Items from a dataset:
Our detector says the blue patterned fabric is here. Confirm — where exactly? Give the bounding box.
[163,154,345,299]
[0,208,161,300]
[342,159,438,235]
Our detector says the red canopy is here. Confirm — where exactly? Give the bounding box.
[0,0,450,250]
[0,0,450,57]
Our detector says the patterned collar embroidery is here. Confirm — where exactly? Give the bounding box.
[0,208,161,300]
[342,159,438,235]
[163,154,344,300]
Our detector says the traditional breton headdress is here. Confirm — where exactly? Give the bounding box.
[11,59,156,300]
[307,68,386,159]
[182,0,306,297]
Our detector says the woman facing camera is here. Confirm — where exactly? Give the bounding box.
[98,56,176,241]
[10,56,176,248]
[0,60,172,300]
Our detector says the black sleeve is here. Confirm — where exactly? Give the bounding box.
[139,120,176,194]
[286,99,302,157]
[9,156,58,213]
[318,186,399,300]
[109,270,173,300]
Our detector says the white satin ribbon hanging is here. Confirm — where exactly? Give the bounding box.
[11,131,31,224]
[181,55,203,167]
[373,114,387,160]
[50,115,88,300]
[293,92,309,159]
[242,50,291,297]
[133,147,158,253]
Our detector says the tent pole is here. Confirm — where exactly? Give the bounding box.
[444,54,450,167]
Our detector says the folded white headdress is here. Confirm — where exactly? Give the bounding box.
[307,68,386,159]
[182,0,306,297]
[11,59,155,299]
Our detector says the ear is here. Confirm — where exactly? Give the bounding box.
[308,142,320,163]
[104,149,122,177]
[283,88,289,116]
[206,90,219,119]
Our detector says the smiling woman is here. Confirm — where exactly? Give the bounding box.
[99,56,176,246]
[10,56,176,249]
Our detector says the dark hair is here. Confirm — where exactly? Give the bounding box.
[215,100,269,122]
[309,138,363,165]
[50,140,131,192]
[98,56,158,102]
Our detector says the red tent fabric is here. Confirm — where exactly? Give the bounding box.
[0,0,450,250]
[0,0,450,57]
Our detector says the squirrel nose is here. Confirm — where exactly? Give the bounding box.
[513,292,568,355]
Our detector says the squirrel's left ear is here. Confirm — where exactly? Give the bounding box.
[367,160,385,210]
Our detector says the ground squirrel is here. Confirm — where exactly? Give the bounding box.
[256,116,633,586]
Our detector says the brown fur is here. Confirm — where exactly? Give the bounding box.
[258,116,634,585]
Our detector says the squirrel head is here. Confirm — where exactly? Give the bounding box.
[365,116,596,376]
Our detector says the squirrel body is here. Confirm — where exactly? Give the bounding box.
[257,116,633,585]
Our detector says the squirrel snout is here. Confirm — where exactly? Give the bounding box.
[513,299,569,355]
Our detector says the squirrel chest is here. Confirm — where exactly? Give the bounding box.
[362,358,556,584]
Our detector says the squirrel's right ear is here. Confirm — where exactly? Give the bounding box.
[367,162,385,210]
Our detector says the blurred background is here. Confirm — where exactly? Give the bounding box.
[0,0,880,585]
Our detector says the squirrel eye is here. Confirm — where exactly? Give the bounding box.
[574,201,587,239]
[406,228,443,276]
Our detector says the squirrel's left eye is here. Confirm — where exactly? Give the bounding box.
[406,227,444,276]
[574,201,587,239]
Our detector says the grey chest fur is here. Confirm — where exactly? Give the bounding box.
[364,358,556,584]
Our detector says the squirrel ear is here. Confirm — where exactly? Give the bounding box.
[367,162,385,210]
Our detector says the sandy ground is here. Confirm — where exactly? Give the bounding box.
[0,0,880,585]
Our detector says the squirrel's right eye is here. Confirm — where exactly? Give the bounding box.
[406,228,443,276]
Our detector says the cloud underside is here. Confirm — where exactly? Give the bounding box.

The request: Copy out the data above with "Confirm" swapped for "Verify" throughout, keeping all other text the same.

Answer:
Our detector says the blue patterned fabric is here. Verify — where exactly? Give the bounding box.
[163,154,345,299]
[0,208,161,300]
[342,159,438,235]
Our detector says the red canopy is here. Verify — where exactly? Give the bounding box.
[0,0,450,250]
[0,0,450,57]
Our detector says the patterned collar embroidery is here. Verify — where exactly? Give the bounding box.
[0,208,161,300]
[342,159,438,235]
[163,154,344,300]
Our detector says the traditional breton headdress is here. Verify — where exactly? Give the bounding box.
[11,59,156,300]
[307,68,386,159]
[182,0,306,297]
Our detector says the woman facing camera is here. Verify — where exactly? Give the bounding box.
[98,56,176,241]
[10,56,176,248]
[0,60,172,300]
Our detector says the black sleeve is here. Verify — where exactly? Give the bounding box.
[139,120,176,194]
[286,99,302,157]
[9,156,58,213]
[318,186,399,300]
[109,270,173,300]
Our detector says the white satin ribbon hanging is here. Verify — where exactly? Give the bounding box.
[11,131,31,224]
[181,55,203,167]
[373,114,387,160]
[50,115,88,300]
[293,92,309,159]
[242,50,291,297]
[133,147,158,253]
Our detector says the tent pole is here. Verify — where exactly? Give the bounding box.
[444,54,450,167]
Our detector says the folded white headdress is here. Verify — where exactly? Give the bounding box.
[307,68,386,159]
[182,0,306,297]
[11,59,155,299]
Our detector says the ear is here. Verify — where exactly? Give the bounding box.
[308,142,320,163]
[104,149,122,177]
[283,88,289,116]
[206,90,219,119]
Our detector says the smiling woman is here. Verify — where exactly? Give the bounding box.
[99,56,176,246]
[10,56,176,249]
Our detector says the dark hair is here. Verify — where exactly? Give the bounding box.
[215,100,269,122]
[309,138,363,165]
[50,140,131,192]
[98,56,158,102]
Our detector says the red tent fabric is here. Verify — where exactly? Give the bounding box.
[0,0,450,250]
[0,0,450,57]
Our detector says the squirrel nose is here. Verify — where exactly? Give the bounding box.
[513,292,568,355]
Our detector says the squirrel's left ear is here. Verify — where exactly? Give the bounding box.
[367,160,385,210]
Our detector says the ground squirrel is here. Verify — where exactly? Give the bounding box.
[256,116,633,586]
Our detector says the brown fur is here. Verify — where exactly? Give the bounding box.
[258,116,634,585]
Our detector says the squirrel head is here. Verify — where exactly? Give the bounding box.
[365,116,596,376]
Our detector says the squirrel body is here. Verify — where exactly? Give the bounding box.
[257,116,633,585]
Our detector says the squirrel snout is here. Verify — where exactly? Give the bounding box.
[513,299,569,355]
Our detector says the squirrel chest is here. Verify — where exactly? Give the bounding box.
[362,358,556,584]
Our detector says the squirrel's right ear is here. Verify — where exactly? Give the bounding box.
[367,162,385,210]
Our detector says the blurred background is here. Verify — where exactly? Give the bounding box.
[0,0,880,585]
Our detector says the squirrel eye is here. Verify — where exactly? Give the bounding box.
[574,201,587,239]
[406,228,443,276]
Our detector says the squirrel's left eye is here. Verify — where exactly? Give the bounding box.
[406,227,444,276]
[574,201,587,239]
Our detector says the grey chest fur is here. Verify — where exactly? Give the bounding box.
[364,358,556,584]
Our detector says the squirrel ear is here. Verify — where exactly? Give the bounding box.
[367,162,385,210]
Our detector says the sandy ground is here. Verify — where exactly? Give the bounding box.
[0,0,880,585]
Our detector says the squirrel's right eye is here. Verify — where exactly? Give the bounding box.
[406,228,443,276]
Our detector says the cloud underside is here. Verify — where exactly? Give the bounding box.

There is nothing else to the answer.